- The records -
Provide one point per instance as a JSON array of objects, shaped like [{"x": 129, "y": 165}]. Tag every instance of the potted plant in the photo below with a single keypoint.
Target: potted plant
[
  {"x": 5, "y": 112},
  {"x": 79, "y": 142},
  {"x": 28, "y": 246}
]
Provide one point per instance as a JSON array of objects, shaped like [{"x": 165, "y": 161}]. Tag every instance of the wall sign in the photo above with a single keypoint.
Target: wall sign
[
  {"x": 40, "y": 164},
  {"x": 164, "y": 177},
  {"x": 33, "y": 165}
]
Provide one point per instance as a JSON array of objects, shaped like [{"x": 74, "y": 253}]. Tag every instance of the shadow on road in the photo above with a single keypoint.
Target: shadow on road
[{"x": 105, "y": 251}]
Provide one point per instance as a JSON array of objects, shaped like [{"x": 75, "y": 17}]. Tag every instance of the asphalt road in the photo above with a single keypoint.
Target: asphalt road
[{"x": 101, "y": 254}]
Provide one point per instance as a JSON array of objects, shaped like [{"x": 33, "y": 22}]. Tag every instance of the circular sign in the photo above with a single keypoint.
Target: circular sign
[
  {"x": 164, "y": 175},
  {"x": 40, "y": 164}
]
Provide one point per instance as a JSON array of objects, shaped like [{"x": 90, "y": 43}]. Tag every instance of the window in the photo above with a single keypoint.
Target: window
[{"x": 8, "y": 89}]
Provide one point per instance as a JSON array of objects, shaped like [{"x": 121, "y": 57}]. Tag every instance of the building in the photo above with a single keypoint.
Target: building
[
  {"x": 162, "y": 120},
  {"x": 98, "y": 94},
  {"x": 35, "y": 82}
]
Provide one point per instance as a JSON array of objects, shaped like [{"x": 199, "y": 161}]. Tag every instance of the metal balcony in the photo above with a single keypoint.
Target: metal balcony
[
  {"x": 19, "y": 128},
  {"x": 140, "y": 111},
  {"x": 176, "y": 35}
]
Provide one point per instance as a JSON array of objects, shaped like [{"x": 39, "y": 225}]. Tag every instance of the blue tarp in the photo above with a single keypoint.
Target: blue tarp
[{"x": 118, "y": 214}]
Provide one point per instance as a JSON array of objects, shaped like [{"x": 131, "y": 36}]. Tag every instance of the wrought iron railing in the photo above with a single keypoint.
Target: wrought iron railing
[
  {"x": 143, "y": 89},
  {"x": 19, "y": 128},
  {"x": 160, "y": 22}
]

- Direction -
Reproduce only the lines from the one containing "of the blue" through the end of the records, requests included, rescaling every x and y coordinate in the answers by a factor of 2.3 and rounding each to a whole number, with halves rounded up. Leave the requests and the sample coordinates within them unchanged.

- Task response -
Provide one point per instance as a JSON array of objects, shaped like [{"x": 39, "y": 225}]. Tag every instance of the blue tarp in the photo above with a single keypoint.
Target: blue tarp
[{"x": 271, "y": 492}]
Provide one point per instance as a JSON array of objects, shaped like [{"x": 131, "y": 36}]. Tag every instance of the wrought iron railing in the photo above with a single keypoint.
Target: wrought iron railing
[
  {"x": 329, "y": 205},
  {"x": 44, "y": 294},
  {"x": 368, "y": 51}
]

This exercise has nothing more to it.